═════ Excerpted passage ═════
What normally happens when spies are caught? Well, they are normally arrested and tried, or at minimum thrown out of the country. Yet Downing Street is telling us that there was "no evidence of anyone being harmed". In short, we're being asked to believe that Russian and Chinese counter-intelligence suddenly found themselves with information so detailed that it amounts to a brain-dump of MI6, including lists of foreign agents ...... yet they walked away from the biggest gift in counter-intel history with nothing at all. Not a single arrest, not a single trial.

That the KGB and Chinese counter-intelligence are so incompetent defies belief - indeed, it is literally unbelievable.
═════ Extracted material ═════
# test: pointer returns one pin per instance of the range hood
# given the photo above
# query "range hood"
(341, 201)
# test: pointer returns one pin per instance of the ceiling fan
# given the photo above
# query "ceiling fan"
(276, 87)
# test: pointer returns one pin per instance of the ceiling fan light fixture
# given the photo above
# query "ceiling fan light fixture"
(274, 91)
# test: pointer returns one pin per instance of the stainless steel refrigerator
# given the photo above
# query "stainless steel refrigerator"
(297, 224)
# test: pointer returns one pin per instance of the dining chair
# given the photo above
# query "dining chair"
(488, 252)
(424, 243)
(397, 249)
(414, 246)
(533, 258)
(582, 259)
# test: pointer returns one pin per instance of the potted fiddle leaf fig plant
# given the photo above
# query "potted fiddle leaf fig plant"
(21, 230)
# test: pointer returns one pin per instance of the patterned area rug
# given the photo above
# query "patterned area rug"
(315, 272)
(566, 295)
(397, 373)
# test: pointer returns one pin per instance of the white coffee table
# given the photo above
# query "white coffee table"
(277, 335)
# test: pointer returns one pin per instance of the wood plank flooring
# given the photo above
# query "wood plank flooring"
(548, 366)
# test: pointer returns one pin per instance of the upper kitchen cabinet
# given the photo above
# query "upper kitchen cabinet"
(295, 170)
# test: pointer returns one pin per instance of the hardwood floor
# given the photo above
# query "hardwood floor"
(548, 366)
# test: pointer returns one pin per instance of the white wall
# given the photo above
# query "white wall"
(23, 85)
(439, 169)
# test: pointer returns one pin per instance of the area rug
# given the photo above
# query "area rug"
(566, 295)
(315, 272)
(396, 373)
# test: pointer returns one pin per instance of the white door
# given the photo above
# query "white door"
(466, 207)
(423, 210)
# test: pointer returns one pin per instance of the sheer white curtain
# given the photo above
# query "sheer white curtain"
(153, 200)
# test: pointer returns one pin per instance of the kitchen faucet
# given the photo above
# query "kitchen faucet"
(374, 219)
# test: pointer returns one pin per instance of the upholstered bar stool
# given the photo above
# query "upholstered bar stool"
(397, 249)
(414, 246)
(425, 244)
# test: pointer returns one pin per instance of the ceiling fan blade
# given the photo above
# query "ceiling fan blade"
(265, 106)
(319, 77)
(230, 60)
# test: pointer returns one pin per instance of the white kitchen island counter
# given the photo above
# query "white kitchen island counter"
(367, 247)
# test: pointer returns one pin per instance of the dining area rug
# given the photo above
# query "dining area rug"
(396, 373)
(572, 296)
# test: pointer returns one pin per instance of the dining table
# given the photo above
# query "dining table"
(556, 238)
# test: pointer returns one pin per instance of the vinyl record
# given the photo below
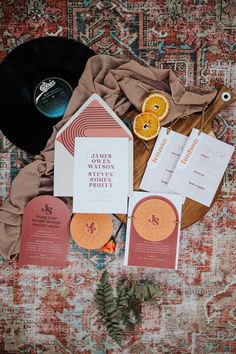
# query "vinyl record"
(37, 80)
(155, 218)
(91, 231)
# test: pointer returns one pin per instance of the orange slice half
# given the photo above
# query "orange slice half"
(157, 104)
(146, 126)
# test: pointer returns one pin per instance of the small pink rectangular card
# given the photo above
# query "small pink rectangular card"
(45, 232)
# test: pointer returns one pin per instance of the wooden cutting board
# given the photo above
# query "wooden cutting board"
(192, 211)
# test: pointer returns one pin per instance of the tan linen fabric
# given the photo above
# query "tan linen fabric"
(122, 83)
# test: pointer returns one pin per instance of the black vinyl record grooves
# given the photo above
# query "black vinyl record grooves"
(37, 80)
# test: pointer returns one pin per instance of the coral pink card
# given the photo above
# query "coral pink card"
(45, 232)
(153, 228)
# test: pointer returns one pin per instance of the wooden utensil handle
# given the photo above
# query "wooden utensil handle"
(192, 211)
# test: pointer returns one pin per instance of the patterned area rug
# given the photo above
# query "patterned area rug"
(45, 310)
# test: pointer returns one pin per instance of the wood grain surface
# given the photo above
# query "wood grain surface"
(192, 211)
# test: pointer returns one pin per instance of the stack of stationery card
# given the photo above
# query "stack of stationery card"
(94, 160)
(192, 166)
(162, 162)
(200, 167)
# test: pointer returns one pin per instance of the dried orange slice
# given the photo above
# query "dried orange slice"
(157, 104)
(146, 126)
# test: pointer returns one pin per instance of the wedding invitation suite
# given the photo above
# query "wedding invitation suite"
═════
Exercise requirements:
**A)** According to the MI6 passage, why does the writer reject Downing Street's statement that there was "no evidence of anyone being harmed"? Answer in one to three sentences.
**B)** Answer these questions from the MI6 passage, one per line:
(i) What does the passage say normally happens when spies are caught?
(ii) What list does the passage say the leaked information included?
(iii) Which counter-intelligence services does the final sentence call incompetent if the claim is true?

Full answers:
**A)** The writer says caught spies are normally arrested and tried, or at least expelled, yet Russian and Chinese counter-intelligence reportedly received information amounting to a brain-dump of MI6, including lists of foreign agents, and made not a single arrest or trial. Believing the statement would mean those services are so incompetent that it defies belief.

**B)**
(i) They are normally arrested and tried, or at minimum thrown out of the country.
(ii) Lists of foreign agents.
(iii) The KGB and Chinese counter-intelligence.